- _Problem to work on_: Every record below must be written out exactly. Leave out the pictures.

- _Point-per-instance localization data_:
====================
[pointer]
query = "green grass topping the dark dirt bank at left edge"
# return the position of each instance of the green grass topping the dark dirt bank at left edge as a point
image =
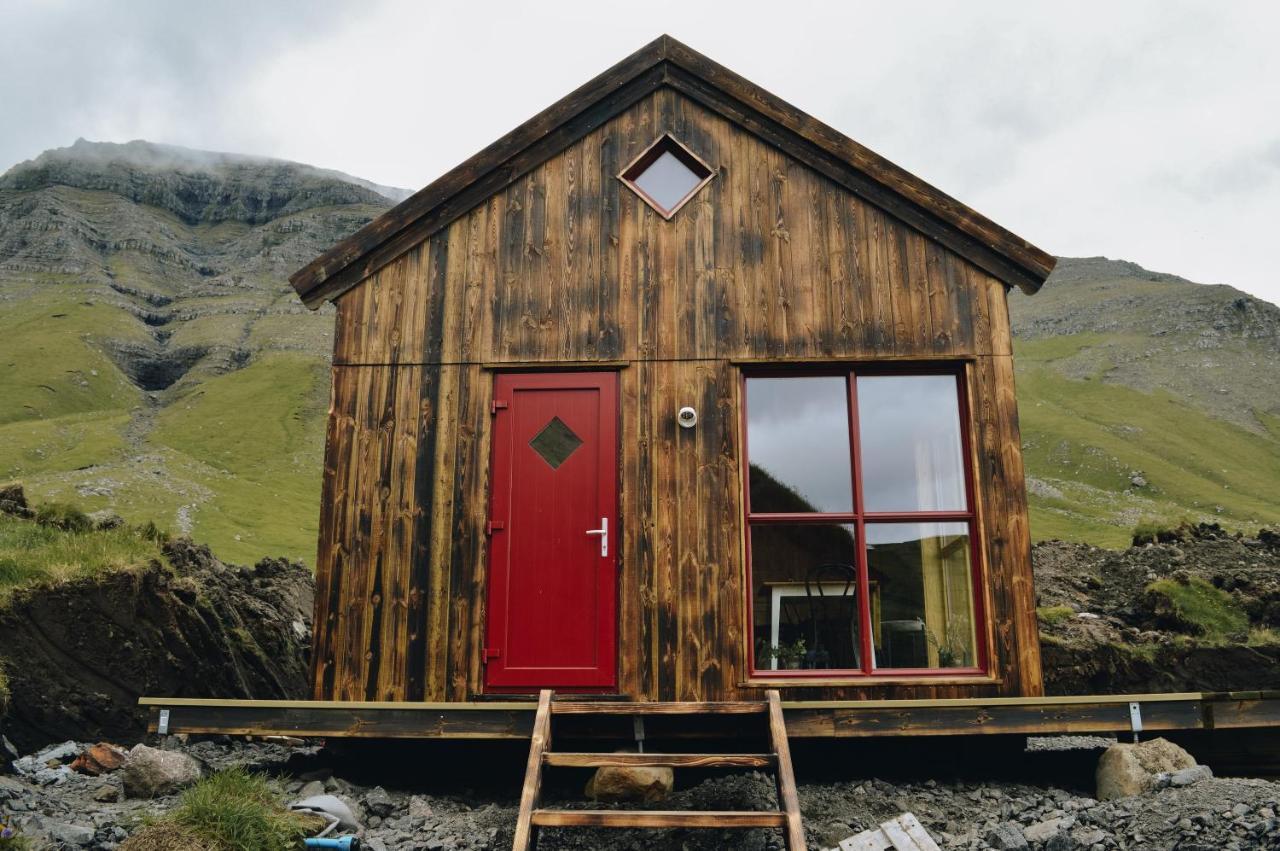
(34, 553)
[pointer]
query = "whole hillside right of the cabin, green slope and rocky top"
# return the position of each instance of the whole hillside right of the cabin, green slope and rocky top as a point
(1146, 397)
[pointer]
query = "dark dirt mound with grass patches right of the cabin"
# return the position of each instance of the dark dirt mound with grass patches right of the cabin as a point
(1194, 608)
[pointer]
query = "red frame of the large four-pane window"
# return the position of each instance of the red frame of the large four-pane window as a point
(860, 519)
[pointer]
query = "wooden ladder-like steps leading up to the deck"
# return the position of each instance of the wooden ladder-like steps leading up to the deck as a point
(541, 756)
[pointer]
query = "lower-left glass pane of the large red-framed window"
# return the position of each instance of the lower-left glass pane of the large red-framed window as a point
(804, 598)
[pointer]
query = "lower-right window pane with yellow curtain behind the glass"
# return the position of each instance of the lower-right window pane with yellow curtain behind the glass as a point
(922, 575)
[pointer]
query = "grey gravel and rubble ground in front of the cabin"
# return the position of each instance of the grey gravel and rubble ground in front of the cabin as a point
(1220, 815)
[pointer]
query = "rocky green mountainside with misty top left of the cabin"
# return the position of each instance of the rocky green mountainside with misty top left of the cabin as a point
(157, 360)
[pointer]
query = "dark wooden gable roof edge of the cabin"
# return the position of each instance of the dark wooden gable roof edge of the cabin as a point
(666, 62)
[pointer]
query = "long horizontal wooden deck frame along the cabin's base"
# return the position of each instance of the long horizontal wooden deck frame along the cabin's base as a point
(804, 720)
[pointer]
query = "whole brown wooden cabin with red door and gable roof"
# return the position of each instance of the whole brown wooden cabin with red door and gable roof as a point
(678, 395)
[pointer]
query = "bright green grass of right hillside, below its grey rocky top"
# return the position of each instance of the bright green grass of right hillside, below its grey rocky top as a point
(1084, 438)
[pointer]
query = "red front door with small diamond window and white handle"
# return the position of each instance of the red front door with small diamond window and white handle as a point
(552, 617)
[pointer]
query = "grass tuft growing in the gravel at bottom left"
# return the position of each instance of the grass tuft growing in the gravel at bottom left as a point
(237, 811)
====================
- _Expected answer_:
[pointer]
query = "green grass topping the dark dirt bank at left edge"
# return the position of each instance of the green grass topping the dark dirt bank at left edge as a point
image =
(34, 553)
[pointer]
query = "whole hillside right of the cabin, green slope and rocky top"
# return the position of each instance of the whole hillside right of the cabin, green slope and rocky top as a point
(1146, 397)
[pointer]
query = "dark dirt mound with grass patches right of the cabin"
# return the position of each instance of the dark dirt mound with grass patches right of the cabin as a point
(1194, 608)
[pointer]
query = "red frame of the large four-pane window"
# return the position of each instance of the red frame of the large four-pane window as a point
(860, 519)
[pointer]
query = "wooden ladder-like steps leading up to the deck"
# return the position of each instance of the wooden ladder-like steps leading up to the deck as a point
(541, 756)
[pointer]
query = "lower-left glass pane of the large red-framed window"
# return the position of each instance of the lower-left glass pane of the large red-framed window as a point
(804, 598)
[pointer]
query = "lower-right window pane with yellow curtain behind the glass"
# return the position of each instance of the lower-right window pane with yellow curtain behind the glass as a point
(922, 575)
[pointer]
query = "grey gravel and rubble ground in front of the cabin"
# return the position of each instance of the grey gravel and rubble ground in front of the cabin as a point
(1220, 815)
[pointer]
query = "rocky green mountainside with misty top left of the cabin"
# return the position of each instance of the rocky green mountainside with misty top left of the cabin as a point
(157, 360)
[pointer]
query = "dark wooden gable roof edge of the cabin"
# return the position of each instance of the dark wooden gable roof edge of the cabin as a point
(666, 62)
[pointer]
query = "long horizontal wooden deck frame along the cabin's base"
# return the position of each instance of the long horizontal wooden deck frame along the cabin's base as a point
(804, 720)
[pointer]
query = "whole brown wooden cabin with red door and gable roof"
# return the position of each instance of the whole brown wooden cabin with red door and gable roof as a point
(678, 395)
[pointer]
query = "bright green grass of right hillside, below its grey rocky top"
# return the position of each instance of the bright green grass of right hillside, below its grey rocky top as a point
(1084, 438)
[pointer]
query = "red front door with small diamond window and white handle"
# return the position of each instance of the red front door with small diamond window and white handle as a point
(552, 617)
[pointer]
query = "grass tuft growing in the gravel at bottom left"
# return the position of each instance of the grass tuft growing in the gravel at bottom left as a point
(237, 811)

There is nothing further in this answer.